Leonardo Basile (born 12 May 1983 in Naples) is an Italian taekwondo practitioner. In 2005, Basile had won two bronze medals for the over-84 kg class at the World Taekwondo Championships in Madrid, Spain, and at the Summer Universiade in Izmir, Turkey. He also captured a silver medal in the same division at the 2007 Summer Universiade in Bangkok, Thailand, and eventually defeated Slovenia's Ivan Trajkovic for the gold at the 2012 European Taekwondo Championships in Manchester, England. Basile is a member of the taekwondo team for Centro Sportivo Esercito, and is coached and trained by Yoon Soon-Cheul.

Basile qualified for the men's heavyweight division (+80 kg) at the 2008 Summer Olympics in Beijing, after placing second from the European Qualification Tournament in Istanbul, Turkey. He lost the preliminary round of sixteen match to Cuba's Ángel Matos, with a score of 1–3.

> [MATERIAL]:
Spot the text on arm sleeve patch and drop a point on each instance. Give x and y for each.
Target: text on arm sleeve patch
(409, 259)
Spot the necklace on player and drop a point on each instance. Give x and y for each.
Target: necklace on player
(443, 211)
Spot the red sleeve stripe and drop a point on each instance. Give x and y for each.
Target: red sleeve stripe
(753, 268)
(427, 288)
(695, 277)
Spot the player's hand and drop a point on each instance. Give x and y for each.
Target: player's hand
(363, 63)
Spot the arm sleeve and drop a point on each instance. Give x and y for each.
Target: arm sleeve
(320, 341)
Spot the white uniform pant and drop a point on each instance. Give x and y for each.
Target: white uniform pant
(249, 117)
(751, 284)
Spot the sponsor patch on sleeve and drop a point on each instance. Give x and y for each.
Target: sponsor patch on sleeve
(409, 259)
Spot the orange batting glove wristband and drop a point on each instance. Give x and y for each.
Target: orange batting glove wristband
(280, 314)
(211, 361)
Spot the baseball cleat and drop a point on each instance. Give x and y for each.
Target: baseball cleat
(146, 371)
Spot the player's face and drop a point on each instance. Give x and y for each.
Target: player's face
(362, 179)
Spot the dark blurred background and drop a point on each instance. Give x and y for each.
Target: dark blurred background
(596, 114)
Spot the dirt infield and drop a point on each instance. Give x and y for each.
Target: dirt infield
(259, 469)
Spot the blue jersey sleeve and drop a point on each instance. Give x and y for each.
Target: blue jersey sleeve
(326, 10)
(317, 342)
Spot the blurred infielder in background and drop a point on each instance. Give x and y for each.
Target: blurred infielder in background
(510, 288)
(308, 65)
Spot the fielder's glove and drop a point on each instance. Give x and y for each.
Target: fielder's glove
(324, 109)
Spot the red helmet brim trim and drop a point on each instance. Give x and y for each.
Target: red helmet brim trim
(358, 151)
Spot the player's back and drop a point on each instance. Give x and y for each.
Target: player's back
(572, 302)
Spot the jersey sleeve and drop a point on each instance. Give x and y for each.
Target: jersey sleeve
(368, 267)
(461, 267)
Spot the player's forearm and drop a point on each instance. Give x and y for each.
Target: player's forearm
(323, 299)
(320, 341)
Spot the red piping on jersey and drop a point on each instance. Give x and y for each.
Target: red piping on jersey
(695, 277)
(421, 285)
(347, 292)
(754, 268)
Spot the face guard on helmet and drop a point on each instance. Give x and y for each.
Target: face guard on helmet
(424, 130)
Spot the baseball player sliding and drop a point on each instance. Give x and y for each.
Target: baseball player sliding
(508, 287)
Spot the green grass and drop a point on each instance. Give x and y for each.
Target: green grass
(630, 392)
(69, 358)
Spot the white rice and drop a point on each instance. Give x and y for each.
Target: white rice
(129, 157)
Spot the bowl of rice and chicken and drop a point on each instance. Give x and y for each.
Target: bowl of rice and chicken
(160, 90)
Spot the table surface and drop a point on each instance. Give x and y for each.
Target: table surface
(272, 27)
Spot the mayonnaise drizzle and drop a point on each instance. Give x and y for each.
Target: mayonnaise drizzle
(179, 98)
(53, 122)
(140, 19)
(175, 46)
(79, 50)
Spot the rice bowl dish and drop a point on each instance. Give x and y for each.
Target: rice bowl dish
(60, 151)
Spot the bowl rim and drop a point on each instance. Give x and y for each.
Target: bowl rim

> [WRITTEN REQUEST 1]: Revise the passage about Leonardo Basile starting with "Leonardo Basile (born" and going on through "by Yoon Soon-Cheul.", putting "athlete" in place of "practitioner".
> [WRITTEN REQUEST 2]: Pull out every line of the records that contains the string "sleeve".
The records have no connection to the passage about Leonardo Basile.

> [CORRECT RESPONSE 1]:
Leonardo Basile (born 12 May 1983 in Naples) is an Italian taekwondo athlete. In 2005, Basile had won two bronze medals for the over-84 kg class at the World Taekwondo Championships in Madrid, Spain, and at the Summer Universiade in Izmir, Turkey. He also captured a silver medal in the same division at the 2007 Summer Universiade in Bangkok, Thailand, and eventually defeated Slovenia's Ivan Trajkovic for the gold at the 2012 European Taekwondo Championships in Manchester, England. Basile is a member of the taekwondo team for Centro Sportivo Esercito, and is coached and trained by Yoon Soon-Cheul.

> [CORRECT RESPONSE 2]:
Spot the text on arm sleeve patch and drop a point on each instance. Give x and y for each.
Target: text on arm sleeve patch
Spot the red sleeve stripe and drop a point on each instance. Give x and y for each.
Target: red sleeve stripe
Spot the arm sleeve and drop a point on each instance. Give x and y for each.
Target: arm sleeve
Spot the sponsor patch on sleeve and drop a point on each instance. Give x and y for each.
Target: sponsor patch on sleeve
Spot the blue jersey sleeve and drop a point on each instance. Give x and y for each.
Target: blue jersey sleeve
Spot the jersey sleeve and drop a point on each instance. Give x and y for each.
Target: jersey sleeve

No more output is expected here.